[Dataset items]
################
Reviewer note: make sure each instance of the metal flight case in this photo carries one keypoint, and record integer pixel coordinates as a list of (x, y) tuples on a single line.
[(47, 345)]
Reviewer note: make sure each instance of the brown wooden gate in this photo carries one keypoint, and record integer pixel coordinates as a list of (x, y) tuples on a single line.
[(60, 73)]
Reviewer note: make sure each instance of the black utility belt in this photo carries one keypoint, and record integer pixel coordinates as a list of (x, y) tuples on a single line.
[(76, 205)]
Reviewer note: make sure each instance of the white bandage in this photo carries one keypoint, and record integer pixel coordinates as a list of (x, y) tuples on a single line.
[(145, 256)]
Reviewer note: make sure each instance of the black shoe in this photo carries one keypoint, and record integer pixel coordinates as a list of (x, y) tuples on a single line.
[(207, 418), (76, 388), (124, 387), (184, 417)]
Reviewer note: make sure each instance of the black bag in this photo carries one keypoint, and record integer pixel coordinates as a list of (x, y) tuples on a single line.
################
### REQUIREMENT
Each line of the data must be copied exactly as it appears.

### SOLVED EXERCISE
Reviewer note: make sure each instance of the metal flight case in this photo carries one keypoint, and record integer pixel coordinates as a list of (x, y) tuples on a single line.
[(47, 345)]
Reviewer note: make sure each instance of the brown wooden gate in this photo carries one keypoint, and record integer pixel coordinates as a list of (x, y) tuples on a single line.
[(60, 73)]
Reviewer note: make sure each instance of the black utility belt in this photo carries one keypoint, and record integer pixel coordinates as a list of (x, y) tuples on a single line.
[(76, 205)]
Reviewer note: make sure each instance of the white bandage in this photo carries one keypoint, and record integer pixel coordinates as a list of (x, y) tuples on a single line.
[(145, 256)]
Reviewer note: make sure each instance of the black shoe in this photo carries one keypoint, and record integer pixel coordinates as a list of (x, y) tuples on a single line.
[(207, 418), (76, 388), (124, 387), (184, 417)]
Reviewer note: make sure each instance of the black bag in this photo carries one keypoint, and record integer pixel coordinates as a list of (x, y) tuples on a single line.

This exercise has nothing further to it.